▸ Exercise objective: Copy all of the data below verbatim, keeping every line, character, and bracket unchanged.

━━━━━━━━━━━━━━━━━━━━━━━━━━━━━━

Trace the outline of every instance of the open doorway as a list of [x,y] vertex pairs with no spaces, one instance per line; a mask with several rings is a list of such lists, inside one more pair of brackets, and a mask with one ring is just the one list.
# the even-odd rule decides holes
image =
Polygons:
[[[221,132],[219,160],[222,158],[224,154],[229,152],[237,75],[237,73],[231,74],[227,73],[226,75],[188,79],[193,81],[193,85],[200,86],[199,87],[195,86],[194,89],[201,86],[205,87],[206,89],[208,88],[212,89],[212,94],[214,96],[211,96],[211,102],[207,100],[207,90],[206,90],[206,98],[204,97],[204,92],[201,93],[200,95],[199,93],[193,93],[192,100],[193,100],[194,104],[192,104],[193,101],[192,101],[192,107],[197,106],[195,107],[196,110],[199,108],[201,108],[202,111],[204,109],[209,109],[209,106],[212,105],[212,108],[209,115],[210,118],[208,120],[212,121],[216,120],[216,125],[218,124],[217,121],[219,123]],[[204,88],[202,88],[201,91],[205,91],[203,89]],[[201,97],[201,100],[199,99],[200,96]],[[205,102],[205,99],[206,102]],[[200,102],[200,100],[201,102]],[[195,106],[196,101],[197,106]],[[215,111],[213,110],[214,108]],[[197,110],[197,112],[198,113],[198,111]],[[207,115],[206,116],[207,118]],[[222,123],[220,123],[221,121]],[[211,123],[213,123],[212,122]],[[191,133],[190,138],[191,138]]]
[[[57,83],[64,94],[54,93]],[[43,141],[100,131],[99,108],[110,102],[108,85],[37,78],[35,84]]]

━━━━━━━━━━━━━━━━━━━━━━━━━━━━━━

▸ Correct response:
Trace the outline of every instance of the open doorway as a list of [x,y] vertex pairs with no spaces, one instance per line; a mask with several rings is a list of such lists, inside one more pair of brackets, and a mask with one ring is just the one list.
# the even-odd rule decides holes
image =
Polygons:
[[[221,132],[219,160],[222,158],[224,154],[229,152],[237,75],[237,73],[231,74],[227,73],[226,75],[188,79],[193,81],[193,85],[200,86],[199,87],[195,86],[194,89],[201,86],[205,87],[206,89],[208,88],[212,89],[212,94],[214,96],[211,96],[211,102],[207,100],[207,90],[206,90],[206,98],[204,97],[204,92],[201,93],[200,95],[199,93],[193,93],[192,100],[193,100],[194,104],[192,104],[193,101],[192,101],[192,107],[197,106],[195,107],[196,110],[199,108],[201,108],[202,111],[204,109],[209,109],[209,106],[212,105],[212,108],[209,115],[210,118],[208,120],[212,121],[216,120],[216,125],[218,124],[217,121],[219,123]],[[204,88],[202,88],[201,91],[205,91],[203,89]],[[201,97],[201,100],[199,99],[200,96]],[[205,102],[205,99],[206,102]],[[200,102],[200,100],[201,102]],[[195,106],[196,101],[197,106]],[[215,111],[213,110],[214,108]],[[197,110],[197,112],[198,113],[198,111]],[[207,115],[206,116],[207,118]],[[222,123],[220,123],[221,121]],[[211,123],[213,123],[212,122]],[[191,133],[190,138],[191,138]]]
[[[57,83],[64,94],[54,93]],[[43,141],[100,131],[99,108],[110,102],[108,85],[37,78],[35,84]]]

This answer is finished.